**WHAT YOU SHOULD DO**
Only the lines from the one containing "line in the photo above." through the final line of the material below should be output, exactly as they stand.

○ ○ ○ ○ ○

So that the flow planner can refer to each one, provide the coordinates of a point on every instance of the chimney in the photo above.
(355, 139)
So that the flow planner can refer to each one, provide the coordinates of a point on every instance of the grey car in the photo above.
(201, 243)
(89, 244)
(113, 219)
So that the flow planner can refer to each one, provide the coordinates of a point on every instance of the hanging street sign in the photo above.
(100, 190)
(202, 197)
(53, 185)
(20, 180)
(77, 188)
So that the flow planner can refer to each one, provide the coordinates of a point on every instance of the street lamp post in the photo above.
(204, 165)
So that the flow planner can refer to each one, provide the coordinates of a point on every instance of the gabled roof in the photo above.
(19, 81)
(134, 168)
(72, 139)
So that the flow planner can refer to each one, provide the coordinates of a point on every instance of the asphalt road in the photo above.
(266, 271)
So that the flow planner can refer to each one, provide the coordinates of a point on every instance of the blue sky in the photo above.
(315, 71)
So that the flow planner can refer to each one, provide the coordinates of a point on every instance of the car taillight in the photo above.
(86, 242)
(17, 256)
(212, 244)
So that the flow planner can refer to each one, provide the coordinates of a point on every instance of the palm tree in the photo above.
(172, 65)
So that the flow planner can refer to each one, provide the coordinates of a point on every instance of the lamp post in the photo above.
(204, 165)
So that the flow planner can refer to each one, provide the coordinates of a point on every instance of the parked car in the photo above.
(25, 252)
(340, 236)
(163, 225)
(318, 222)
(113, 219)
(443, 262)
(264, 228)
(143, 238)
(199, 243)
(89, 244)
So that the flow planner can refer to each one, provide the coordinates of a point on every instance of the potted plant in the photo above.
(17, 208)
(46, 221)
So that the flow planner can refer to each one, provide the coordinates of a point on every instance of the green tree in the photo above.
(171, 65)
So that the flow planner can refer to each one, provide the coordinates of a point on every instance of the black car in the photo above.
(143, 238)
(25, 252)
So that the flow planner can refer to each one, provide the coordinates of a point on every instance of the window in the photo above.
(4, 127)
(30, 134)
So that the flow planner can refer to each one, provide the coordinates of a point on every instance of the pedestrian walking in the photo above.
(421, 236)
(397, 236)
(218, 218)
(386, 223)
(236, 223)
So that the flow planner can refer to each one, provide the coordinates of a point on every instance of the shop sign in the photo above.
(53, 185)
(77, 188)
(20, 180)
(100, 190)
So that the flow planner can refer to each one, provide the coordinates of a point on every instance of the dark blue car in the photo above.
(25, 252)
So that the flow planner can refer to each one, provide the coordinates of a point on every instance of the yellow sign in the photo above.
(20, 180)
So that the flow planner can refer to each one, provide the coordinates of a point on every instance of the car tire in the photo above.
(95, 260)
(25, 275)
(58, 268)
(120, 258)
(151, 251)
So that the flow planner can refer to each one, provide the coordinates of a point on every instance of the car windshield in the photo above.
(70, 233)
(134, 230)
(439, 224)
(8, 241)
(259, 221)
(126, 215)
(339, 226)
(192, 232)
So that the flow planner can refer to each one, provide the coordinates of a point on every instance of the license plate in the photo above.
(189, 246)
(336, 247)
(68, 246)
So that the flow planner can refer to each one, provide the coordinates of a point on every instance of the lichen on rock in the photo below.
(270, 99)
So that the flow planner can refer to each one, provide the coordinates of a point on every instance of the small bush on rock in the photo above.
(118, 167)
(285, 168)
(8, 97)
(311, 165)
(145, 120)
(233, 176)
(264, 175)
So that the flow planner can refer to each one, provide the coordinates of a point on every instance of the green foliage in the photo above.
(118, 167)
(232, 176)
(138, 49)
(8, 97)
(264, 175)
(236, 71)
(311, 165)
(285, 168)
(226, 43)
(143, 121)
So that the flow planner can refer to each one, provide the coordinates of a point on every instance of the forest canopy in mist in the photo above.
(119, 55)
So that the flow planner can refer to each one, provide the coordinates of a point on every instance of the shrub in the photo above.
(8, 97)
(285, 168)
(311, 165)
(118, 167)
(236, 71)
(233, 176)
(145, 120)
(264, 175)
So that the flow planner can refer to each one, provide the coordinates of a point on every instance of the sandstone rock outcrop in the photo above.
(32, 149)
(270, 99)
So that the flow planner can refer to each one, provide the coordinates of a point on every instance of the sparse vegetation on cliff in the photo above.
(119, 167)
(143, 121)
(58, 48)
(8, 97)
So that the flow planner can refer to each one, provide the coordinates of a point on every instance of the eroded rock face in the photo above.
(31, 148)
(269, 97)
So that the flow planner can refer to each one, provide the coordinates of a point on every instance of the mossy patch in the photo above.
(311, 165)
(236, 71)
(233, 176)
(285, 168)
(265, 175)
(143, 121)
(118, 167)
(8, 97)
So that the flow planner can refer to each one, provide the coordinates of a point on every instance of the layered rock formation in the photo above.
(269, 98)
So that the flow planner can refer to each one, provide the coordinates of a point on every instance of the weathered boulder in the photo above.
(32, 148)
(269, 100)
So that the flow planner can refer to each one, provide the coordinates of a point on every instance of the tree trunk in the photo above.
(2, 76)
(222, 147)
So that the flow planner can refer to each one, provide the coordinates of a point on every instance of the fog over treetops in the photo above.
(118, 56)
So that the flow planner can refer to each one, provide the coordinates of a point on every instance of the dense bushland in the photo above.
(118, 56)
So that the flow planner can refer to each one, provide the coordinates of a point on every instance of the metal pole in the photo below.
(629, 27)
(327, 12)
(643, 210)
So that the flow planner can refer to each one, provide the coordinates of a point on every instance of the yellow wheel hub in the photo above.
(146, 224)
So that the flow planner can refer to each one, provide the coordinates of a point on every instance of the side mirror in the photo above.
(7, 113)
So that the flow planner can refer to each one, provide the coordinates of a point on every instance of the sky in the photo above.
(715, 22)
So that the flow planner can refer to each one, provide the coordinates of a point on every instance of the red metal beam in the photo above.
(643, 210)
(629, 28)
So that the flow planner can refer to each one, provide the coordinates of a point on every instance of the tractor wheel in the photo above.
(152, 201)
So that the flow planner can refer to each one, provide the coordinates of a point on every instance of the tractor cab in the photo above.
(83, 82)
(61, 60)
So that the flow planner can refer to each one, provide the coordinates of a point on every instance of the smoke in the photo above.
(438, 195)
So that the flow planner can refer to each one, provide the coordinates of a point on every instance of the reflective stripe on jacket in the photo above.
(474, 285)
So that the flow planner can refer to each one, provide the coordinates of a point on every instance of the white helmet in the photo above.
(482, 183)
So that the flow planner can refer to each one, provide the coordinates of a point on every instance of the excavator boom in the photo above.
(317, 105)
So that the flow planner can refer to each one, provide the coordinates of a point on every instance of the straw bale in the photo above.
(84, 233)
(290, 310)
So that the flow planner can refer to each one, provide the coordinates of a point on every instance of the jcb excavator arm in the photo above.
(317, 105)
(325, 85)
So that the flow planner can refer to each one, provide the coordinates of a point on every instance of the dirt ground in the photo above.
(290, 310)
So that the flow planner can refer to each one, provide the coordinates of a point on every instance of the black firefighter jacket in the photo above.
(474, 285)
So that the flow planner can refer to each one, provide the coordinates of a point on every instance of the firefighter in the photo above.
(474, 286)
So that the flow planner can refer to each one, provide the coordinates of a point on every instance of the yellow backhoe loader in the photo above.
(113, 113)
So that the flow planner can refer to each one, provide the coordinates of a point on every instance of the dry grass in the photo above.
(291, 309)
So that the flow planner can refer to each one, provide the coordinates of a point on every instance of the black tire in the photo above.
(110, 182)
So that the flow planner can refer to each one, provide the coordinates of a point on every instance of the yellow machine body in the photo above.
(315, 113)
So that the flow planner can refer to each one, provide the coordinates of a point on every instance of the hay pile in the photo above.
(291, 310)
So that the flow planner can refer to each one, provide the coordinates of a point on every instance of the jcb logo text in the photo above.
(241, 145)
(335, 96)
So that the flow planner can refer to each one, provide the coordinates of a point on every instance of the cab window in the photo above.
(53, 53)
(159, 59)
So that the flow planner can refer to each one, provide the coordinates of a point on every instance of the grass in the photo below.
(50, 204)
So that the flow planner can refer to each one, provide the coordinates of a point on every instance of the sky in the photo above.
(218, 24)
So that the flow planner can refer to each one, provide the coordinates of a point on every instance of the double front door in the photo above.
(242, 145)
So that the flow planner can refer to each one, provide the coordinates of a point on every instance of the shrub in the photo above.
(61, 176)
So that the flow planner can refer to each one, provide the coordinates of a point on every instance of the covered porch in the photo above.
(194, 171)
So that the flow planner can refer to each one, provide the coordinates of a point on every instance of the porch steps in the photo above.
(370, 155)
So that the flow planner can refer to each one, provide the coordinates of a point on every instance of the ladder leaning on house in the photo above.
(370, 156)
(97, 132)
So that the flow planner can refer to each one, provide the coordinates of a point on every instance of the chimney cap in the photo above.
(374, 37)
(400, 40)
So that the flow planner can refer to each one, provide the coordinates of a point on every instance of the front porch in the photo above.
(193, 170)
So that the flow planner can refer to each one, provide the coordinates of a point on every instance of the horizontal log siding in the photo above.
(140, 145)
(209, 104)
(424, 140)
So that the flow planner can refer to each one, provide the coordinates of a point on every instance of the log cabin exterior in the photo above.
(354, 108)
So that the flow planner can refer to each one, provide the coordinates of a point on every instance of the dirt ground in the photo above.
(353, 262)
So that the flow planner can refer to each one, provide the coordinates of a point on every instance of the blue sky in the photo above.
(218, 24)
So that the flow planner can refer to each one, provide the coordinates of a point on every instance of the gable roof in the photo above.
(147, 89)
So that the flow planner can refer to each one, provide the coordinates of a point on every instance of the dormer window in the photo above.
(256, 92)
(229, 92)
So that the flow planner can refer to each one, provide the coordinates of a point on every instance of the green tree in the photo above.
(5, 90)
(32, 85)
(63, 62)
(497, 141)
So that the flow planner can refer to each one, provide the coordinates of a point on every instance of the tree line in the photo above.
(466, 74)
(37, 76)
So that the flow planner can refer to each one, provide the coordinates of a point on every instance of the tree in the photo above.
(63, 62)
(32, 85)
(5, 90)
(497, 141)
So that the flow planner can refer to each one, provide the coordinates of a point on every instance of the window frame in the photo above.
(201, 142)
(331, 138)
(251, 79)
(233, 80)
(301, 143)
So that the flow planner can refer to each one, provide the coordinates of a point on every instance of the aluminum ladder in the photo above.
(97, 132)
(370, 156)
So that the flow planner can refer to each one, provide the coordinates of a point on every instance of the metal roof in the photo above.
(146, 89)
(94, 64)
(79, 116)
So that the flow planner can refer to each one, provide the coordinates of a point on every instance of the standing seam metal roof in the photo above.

○ ○ ○ ○ ○

**EXERCISE RESPONSE**
So that the flow planner can refer to each one, provide the coordinates of a point on every instance of the tree line in the photo above.
(466, 74)
(37, 76)
So that the flow planner can refer to each one, provide the coordinates of a point on every instance of the tree in the photo above.
(63, 62)
(32, 85)
(5, 90)
(497, 141)
So that the flow planner can refer to each one, provide the coordinates of a point on every instance of the window frame in the photo above.
(201, 142)
(331, 138)
(251, 79)
(233, 80)
(301, 143)
So that the flow planner can refer to each one, provide the coordinates of a point on every instance of the aluminum ladder in the photo above.
(97, 132)
(370, 156)
So that the flow planner can refer to each one, provide the coordinates of a point on every instance of the metal roof in the photo above.
(146, 89)
(94, 64)
(79, 116)
So that the flow planner can refer to each one, provide the coordinates of a point on every instance of the standing seam metal roof in the photo above.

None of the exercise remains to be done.